▸ **TEXT TO READ**
....
The problem with actors is that they never know whether they’re going to make any money or not – like a minimum wage worker on a zero hours contract.  The work they do is usually significantly more enjoyable and fulfilling than zero hours contract work, and there is the faint but real possibility of making lottery-winner money out of one successful contract.  After all, someone has to be Obi Wan and walk away with 2% of the Star Wars gross, even if most of us know our fate is to be the equivalent of the unfortunate stormtrooper who bashed his head on the doorway.

But think about this for a moment.  Alec Guiness died in 2000.  His estate still receives his 2%.  But should the payer deduction National Insurance before they pay it?

Yes, you may boggle.  The vexed question of actors, musicians and other entertainers comes up again in the HMRC consultation (which closes tomorrow) on “National Insurance and Self-employed Entertainers“.

What’s it about?  Well, actors are usually self employed for income tax purposes… but because they often need to claim benefits in the early stages of their careers when they are between engagements, they are employees for National Insurance purposes, so that they build up sufficient contributions to be able to claim JSA.

But, well, times change.  There’s a fundamental question about whether the royalties Sir Alec Guinness’ estate is receiving now from Star Wars is actually income from his engagement on the production (the work of acting itself) or from the intellectual property inherent in his performance.  And – not to put too fine a point on it – there’s a growing tendency for films and tv productions to be financed by special purpose vehicles (companies set up just for the duration of the production itself) and for the income stream then to come from various sources like dvd sales and downloads, and there’s an argument that making a cable tv company in Seattle, say, pay a few pence of residuals to an actor in Notting Hill under deduction of NICs is both administratively burdensome and damaging to the UK creative industries’ competitiveness.  And since the government has just introduced a tax break for the creative industries, it makes some sort of sense to make sure you’re not giving with one hand and taking away with the other…

Actually it’s rubbish.  There are two fundamental difficulties with this consultation: the difficulty of distinguishing between employment and self employment, and the difficulty in having different rules for Income Tax and National Insurance contributions.  Instead of faffing about with a piecemeal change like this one, how about doing something radical about simplicity?

So I have a Modest Proposal.

Abolish the differences between employment and self employment.

All of them.

Employment is under PAYE and self employment under SA , and the government couldn’t do without the steady cash flow it gets from PAYE receipts?  Easy!  Make PAYE a requirement of Limited Company status – if you’re a limited company, you can’t pay anyone – and I mean anyone – without deducting the tax first.  If you’re an individual, you don’t have to operate PAYE, you pay any employees gross, full stop.
....
(Region annotation rows)
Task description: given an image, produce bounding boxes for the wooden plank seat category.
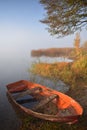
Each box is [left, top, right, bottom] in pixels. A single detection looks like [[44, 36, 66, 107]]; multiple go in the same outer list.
[[32, 94, 59, 114], [13, 87, 42, 100]]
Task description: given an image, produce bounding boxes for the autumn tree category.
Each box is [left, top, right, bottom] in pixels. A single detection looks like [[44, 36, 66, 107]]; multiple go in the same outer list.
[[74, 33, 80, 49], [40, 0, 87, 37]]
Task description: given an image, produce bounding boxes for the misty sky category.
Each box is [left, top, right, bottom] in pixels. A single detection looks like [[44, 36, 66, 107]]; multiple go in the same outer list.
[[0, 0, 87, 56]]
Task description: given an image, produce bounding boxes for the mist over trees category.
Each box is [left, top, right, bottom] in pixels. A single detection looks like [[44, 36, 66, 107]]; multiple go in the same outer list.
[[40, 0, 87, 37]]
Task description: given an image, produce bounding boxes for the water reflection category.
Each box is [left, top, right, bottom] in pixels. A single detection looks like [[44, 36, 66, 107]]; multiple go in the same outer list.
[[0, 55, 29, 130]]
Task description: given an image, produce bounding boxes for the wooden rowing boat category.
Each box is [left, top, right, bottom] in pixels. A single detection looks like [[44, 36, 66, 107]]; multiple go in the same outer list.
[[6, 80, 83, 124]]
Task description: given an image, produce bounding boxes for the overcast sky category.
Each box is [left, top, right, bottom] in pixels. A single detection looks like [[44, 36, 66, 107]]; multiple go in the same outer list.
[[0, 0, 87, 56]]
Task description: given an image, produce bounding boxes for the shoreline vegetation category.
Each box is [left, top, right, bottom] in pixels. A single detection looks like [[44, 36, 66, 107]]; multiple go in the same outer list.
[[22, 45, 87, 130], [30, 48, 87, 115]]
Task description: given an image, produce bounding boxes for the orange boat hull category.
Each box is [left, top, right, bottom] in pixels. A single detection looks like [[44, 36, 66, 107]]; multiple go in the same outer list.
[[7, 80, 83, 124]]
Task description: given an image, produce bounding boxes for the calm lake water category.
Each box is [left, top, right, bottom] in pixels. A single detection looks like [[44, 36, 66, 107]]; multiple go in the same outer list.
[[0, 55, 67, 130]]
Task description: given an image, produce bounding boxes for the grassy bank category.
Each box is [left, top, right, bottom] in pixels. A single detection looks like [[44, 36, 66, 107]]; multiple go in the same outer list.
[[30, 55, 87, 88]]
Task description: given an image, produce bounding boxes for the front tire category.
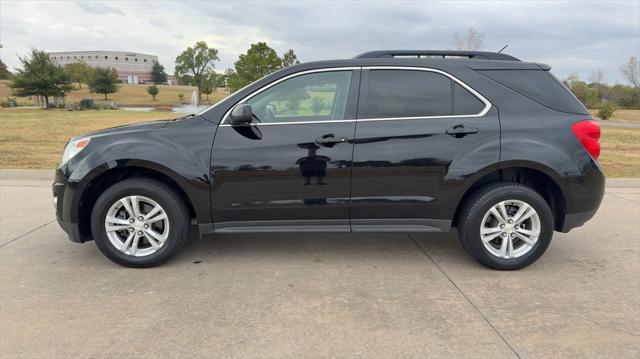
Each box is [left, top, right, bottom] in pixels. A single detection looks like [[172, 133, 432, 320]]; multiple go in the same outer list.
[[458, 183, 554, 270], [91, 178, 190, 268]]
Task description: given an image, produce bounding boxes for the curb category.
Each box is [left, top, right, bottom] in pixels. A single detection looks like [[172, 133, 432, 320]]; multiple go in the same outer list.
[[0, 169, 640, 188]]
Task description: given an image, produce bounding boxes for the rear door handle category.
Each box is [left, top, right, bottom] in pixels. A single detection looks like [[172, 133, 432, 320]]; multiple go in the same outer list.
[[446, 125, 478, 138], [315, 134, 349, 146]]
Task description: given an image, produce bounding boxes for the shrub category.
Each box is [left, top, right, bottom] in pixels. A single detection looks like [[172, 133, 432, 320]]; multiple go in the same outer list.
[[0, 97, 18, 108], [147, 85, 160, 101], [80, 98, 98, 109], [598, 101, 618, 120]]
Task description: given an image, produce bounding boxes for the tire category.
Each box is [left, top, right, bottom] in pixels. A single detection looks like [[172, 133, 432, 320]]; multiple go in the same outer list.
[[458, 183, 554, 270], [91, 178, 191, 268]]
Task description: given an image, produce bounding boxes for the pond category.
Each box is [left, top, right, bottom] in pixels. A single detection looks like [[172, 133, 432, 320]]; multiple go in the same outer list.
[[120, 105, 209, 113]]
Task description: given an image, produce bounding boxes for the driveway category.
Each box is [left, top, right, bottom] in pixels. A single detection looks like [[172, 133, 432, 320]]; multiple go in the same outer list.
[[0, 172, 640, 358]]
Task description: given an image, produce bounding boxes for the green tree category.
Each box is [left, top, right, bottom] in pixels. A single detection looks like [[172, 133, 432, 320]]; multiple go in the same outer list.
[[202, 72, 225, 100], [147, 85, 160, 101], [11, 49, 73, 108], [151, 61, 167, 84], [227, 42, 282, 92], [0, 60, 11, 80], [64, 62, 93, 88], [282, 49, 300, 67], [175, 41, 220, 102], [89, 67, 120, 100]]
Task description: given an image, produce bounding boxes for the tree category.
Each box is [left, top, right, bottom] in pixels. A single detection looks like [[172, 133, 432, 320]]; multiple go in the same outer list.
[[175, 41, 220, 102], [89, 67, 119, 100], [202, 72, 224, 100], [311, 96, 326, 115], [282, 49, 300, 67], [620, 56, 640, 88], [11, 49, 73, 108], [453, 27, 484, 51], [64, 62, 93, 88], [147, 85, 160, 101], [589, 67, 604, 85], [151, 61, 167, 84], [227, 42, 282, 92], [0, 60, 11, 80]]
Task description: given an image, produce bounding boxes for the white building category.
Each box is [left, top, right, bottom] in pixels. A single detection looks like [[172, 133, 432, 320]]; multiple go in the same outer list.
[[48, 51, 158, 84]]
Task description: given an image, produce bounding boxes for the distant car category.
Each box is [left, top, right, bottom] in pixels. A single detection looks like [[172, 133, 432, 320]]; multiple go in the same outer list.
[[53, 51, 605, 270]]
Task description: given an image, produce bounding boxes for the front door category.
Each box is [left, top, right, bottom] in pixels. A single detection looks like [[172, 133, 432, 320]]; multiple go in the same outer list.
[[212, 69, 360, 232]]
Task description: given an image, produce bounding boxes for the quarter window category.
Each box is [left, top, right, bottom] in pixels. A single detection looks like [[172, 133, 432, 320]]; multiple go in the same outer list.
[[364, 70, 484, 118], [247, 71, 351, 123]]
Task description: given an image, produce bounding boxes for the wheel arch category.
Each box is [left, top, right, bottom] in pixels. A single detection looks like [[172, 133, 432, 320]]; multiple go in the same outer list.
[[76, 161, 198, 242], [452, 164, 567, 230]]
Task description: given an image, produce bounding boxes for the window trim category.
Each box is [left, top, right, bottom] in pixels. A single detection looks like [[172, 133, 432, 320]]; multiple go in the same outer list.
[[219, 66, 492, 127]]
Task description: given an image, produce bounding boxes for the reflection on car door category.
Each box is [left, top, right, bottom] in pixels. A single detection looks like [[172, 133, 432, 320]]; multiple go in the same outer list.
[[212, 69, 360, 232]]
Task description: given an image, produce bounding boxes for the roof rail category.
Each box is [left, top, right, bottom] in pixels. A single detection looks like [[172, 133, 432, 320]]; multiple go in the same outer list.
[[355, 50, 520, 61]]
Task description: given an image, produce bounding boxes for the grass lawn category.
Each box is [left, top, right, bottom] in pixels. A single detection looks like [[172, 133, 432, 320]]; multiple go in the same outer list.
[[589, 110, 640, 124], [0, 80, 229, 107], [0, 106, 640, 177], [0, 109, 181, 169]]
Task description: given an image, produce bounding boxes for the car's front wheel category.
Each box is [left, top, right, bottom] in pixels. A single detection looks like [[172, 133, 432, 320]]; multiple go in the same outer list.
[[91, 178, 190, 267], [458, 183, 554, 270]]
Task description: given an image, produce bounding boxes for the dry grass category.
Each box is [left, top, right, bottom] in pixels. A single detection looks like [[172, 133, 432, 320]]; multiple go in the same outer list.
[[589, 109, 640, 124], [0, 80, 229, 106], [600, 126, 640, 177], [0, 109, 640, 177], [0, 109, 180, 169]]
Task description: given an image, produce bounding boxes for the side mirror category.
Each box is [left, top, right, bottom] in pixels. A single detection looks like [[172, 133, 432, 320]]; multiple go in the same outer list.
[[229, 103, 253, 125]]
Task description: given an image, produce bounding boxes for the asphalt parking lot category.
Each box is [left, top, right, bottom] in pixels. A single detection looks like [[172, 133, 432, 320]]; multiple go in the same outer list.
[[0, 172, 640, 358]]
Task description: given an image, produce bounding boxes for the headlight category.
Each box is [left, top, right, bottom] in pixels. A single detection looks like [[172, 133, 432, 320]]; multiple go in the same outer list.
[[60, 137, 91, 166]]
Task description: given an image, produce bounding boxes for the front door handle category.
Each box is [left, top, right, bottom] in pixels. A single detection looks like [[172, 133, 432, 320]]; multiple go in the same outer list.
[[315, 134, 349, 147], [446, 125, 478, 138]]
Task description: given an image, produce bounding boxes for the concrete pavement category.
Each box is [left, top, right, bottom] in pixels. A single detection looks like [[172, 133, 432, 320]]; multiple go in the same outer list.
....
▸ **DIRECTIVES**
[a] In the text on National Insurance for entertainers, why are actors treated as employees for National Insurance purposes?
[b] Extend the text on National Insurance for entertainers, starting after its final sentence.

▸ **THE REPLIES**
[a] They often need to claim benefits between engagements early in their careers, so being employees lets them build up enough contributions to claim JSA.

[b]
Expenses are calculated differently for employed and self employed people?  Easy!  Make them the same.  Currently it’s expenses “wholly and exclusively” incurred if you’re self-employed, and “wholly, exclusively and necessarily” if you’re employed.  Abolish “necessarily”.  But if you work for a company and you are paid under PAYE you won’t have to make a tax return… unless you want to claim expenses.  And if you want to claim expenses they’d better be legitimate expenses, because HMRC will have a new squad of auditors who will examine a random selection of PAYE expense claims and you’ll be heavily penalised for, well, taking the piss.

Tax and National Insurance have different rules?  Abolish them!  Abolish the different rates of National Insurance, and instead decide what National Insurance is for.  Does it actually still pay for pensions, maternity pay, unemployment benefits and sickness pay?  Fine.  Calculate how much that came to in the last tax year, divide that by the amount of employment pay and self employment turnover there was in the last tax year, and multiply by 100.  That gives you what percentage NI will be charged at.

Hypothecate it.

Charge the NI rate that will produce the sum you need, and the tax rate that you think you can get away with (where “you” = “the government of the day”)

Employees have different rights from the self employed?  Why?  If I’m employed by a multinational and a piece of their equipment falls on me, I’ll sue them and (depending on the circumstances) they’ll pay me compensation.  If I employ a cleaning lady for a couple of hours and my stepladder breaks under her, she’ll sue me – and my household insurance will cover me (if I read the small print correctly)

Benefits?  You get jobseeker’s allowance, to be replaced by universal credit, if you lose a position as an employee, but not if you’re going through a bad patch as a self employed person.  Why?  (And, if we went with a Citizen’s Income, instead of universal credit, it would be even less of an issue.)

Now wouldn’t THAT be a simplification worth having???

Sigh.

(Here’s what I sent in response to the consultation, if you’re still interested…) Read the rest of this entry ?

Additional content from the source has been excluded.